» **RECORDS TO USE**:
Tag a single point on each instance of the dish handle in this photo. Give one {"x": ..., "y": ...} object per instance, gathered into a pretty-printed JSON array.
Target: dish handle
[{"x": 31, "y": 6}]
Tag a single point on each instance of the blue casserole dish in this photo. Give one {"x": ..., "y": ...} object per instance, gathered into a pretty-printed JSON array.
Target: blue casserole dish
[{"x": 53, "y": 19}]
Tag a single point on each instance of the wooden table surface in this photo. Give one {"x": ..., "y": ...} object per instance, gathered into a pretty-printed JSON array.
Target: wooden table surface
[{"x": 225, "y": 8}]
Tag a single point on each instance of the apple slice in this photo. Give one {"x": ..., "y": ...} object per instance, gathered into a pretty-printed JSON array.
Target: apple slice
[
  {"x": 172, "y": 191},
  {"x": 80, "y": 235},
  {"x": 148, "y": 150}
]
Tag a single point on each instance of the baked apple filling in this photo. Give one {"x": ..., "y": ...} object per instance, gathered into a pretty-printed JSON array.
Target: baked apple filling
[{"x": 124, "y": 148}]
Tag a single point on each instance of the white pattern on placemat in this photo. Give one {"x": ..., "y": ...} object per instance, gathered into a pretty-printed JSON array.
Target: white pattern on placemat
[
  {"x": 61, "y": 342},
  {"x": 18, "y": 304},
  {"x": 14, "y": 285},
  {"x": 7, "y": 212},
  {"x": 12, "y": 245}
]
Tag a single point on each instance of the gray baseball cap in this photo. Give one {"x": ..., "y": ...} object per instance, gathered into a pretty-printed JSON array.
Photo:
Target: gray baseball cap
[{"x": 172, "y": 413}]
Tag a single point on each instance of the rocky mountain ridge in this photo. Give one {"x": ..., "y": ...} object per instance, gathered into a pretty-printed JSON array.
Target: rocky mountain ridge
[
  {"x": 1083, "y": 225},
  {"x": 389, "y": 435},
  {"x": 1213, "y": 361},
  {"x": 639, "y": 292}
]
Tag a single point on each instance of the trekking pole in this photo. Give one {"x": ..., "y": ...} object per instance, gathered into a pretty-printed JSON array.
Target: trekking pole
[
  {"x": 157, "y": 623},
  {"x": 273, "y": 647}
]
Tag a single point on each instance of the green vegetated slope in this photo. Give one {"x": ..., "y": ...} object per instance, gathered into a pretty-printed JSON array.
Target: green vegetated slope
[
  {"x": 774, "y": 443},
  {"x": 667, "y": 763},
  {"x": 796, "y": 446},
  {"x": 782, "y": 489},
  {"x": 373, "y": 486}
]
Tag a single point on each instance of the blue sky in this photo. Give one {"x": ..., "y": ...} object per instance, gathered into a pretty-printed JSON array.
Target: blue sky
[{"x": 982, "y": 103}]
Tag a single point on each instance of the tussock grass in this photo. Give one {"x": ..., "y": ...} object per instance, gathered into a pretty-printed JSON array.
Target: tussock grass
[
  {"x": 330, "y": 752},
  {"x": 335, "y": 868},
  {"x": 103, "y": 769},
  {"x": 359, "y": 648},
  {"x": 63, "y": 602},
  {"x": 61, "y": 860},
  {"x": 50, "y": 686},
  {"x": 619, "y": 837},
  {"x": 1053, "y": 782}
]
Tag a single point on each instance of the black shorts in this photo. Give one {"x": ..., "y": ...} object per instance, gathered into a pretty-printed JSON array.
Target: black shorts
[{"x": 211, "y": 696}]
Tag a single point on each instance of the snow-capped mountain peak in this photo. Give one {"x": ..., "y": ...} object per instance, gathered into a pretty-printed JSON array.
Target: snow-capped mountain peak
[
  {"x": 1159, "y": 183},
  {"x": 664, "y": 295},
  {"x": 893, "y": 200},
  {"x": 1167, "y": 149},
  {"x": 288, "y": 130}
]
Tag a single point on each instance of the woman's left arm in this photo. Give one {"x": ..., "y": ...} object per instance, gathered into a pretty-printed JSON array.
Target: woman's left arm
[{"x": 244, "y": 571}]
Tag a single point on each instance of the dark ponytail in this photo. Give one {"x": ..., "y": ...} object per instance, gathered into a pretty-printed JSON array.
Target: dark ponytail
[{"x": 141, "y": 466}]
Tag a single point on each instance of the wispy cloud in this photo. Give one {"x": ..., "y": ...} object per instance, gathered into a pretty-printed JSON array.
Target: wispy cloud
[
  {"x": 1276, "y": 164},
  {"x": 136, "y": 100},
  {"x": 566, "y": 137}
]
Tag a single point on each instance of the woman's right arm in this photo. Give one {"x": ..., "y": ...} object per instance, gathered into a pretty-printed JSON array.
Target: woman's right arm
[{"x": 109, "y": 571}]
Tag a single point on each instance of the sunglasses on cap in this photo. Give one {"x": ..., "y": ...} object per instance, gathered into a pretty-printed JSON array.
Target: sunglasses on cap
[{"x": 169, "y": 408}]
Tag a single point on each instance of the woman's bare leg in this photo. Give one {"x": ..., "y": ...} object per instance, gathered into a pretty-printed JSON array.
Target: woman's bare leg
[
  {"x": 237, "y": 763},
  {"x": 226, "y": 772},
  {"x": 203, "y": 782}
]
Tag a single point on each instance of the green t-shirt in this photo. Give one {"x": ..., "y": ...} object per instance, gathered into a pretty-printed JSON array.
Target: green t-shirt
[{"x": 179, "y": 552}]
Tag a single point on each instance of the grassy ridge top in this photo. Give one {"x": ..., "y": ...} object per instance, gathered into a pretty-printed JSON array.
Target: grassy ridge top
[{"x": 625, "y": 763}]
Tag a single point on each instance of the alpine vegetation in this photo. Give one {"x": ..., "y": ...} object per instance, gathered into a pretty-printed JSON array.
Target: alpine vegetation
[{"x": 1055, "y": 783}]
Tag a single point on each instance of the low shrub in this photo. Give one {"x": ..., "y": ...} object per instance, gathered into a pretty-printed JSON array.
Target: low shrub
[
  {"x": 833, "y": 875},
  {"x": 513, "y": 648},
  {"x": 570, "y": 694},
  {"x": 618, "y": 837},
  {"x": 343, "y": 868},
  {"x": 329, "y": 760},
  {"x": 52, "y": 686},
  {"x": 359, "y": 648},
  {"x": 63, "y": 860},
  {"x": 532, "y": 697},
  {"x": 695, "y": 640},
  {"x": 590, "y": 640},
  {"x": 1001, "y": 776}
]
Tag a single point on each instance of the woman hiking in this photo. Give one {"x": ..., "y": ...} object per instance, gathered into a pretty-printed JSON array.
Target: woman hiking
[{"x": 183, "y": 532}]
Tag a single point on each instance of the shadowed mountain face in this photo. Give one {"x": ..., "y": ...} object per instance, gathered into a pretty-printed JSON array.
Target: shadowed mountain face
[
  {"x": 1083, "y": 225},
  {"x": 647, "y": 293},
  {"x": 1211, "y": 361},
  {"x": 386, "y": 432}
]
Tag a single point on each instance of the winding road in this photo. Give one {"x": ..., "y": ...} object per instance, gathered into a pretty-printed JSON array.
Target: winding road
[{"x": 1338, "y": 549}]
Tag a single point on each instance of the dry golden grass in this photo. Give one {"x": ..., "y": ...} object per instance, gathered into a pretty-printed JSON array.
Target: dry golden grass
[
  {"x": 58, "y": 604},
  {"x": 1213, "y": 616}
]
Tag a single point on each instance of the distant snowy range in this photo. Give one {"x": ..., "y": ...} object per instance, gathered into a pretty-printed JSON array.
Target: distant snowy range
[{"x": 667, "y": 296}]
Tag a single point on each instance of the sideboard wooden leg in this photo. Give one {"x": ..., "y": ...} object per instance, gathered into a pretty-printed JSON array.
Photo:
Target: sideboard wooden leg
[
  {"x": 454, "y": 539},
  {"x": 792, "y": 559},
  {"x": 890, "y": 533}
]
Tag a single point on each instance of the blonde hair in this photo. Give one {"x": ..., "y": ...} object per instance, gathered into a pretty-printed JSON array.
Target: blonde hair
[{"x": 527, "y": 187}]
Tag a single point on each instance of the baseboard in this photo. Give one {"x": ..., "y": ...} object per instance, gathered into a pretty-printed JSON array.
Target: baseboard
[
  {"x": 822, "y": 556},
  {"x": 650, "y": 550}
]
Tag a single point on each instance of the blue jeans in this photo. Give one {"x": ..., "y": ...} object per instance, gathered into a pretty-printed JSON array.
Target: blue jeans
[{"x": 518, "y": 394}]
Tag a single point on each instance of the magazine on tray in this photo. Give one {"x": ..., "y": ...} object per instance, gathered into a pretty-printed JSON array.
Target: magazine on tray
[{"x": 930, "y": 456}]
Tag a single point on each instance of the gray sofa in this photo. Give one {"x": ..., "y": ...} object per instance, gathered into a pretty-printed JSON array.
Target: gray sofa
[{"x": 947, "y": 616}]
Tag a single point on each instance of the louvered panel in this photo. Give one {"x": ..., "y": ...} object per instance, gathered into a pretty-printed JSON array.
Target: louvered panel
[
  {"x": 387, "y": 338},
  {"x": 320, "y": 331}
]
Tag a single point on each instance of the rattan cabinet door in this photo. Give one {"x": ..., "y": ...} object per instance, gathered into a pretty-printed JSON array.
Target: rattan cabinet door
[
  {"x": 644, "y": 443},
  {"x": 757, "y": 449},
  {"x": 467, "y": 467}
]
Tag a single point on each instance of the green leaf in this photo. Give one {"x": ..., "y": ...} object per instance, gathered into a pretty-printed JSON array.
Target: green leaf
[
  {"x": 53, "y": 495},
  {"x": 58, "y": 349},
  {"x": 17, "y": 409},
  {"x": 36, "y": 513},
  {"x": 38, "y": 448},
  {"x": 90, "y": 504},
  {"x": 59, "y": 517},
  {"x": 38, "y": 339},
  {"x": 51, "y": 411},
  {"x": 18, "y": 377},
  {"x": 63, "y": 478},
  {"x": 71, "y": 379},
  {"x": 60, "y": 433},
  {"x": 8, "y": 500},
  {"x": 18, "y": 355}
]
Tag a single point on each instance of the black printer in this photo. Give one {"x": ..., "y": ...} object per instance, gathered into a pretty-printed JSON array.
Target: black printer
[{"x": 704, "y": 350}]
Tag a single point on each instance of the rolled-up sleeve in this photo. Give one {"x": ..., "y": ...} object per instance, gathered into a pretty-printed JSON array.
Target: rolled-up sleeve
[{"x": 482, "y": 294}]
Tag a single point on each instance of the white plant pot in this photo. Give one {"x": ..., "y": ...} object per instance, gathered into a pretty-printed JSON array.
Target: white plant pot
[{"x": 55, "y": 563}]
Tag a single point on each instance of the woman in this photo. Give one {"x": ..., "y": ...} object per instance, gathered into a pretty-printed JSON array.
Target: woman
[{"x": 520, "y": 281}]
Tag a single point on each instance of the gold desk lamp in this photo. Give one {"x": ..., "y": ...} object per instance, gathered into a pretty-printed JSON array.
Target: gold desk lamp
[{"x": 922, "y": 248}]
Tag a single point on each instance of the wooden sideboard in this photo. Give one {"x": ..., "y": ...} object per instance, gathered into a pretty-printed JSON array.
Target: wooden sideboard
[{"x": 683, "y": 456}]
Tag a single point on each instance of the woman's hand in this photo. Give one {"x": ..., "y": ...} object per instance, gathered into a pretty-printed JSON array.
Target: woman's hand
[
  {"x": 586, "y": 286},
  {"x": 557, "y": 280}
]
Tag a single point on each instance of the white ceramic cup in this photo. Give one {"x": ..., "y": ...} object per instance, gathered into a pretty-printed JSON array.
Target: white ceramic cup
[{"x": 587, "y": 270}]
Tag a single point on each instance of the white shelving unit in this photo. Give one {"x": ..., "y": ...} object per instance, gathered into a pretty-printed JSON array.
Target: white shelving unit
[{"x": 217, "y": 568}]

» **WHAT IS BEING ASKED**:
Quote the line that contains "Tag a single point on each instance of the woman's hand" and each line after it through the end of the data, exactly, leaving out everything else.

» **THE COMPLETED TASK**:
Tag a single point on each instance of the woman's hand in this photo. Give one {"x": ..., "y": ...} object per instance, gathered into a pretty-printed JSON array.
Target: woman's hand
[
  {"x": 586, "y": 286},
  {"x": 557, "y": 280}
]
Tag a single point on each instance of the white ceramic cup in this photo. Give one {"x": ..., "y": ...} object per instance, gathered into a pretty-printed JSON array.
Target: white ceramic cup
[{"x": 587, "y": 270}]
Tag a single point on each instance of the white shelving unit in this photo. Give one {"x": ..., "y": ...} object per instance, gathered into a pretty-printed JSON array.
Target: white shelving unit
[{"x": 217, "y": 568}]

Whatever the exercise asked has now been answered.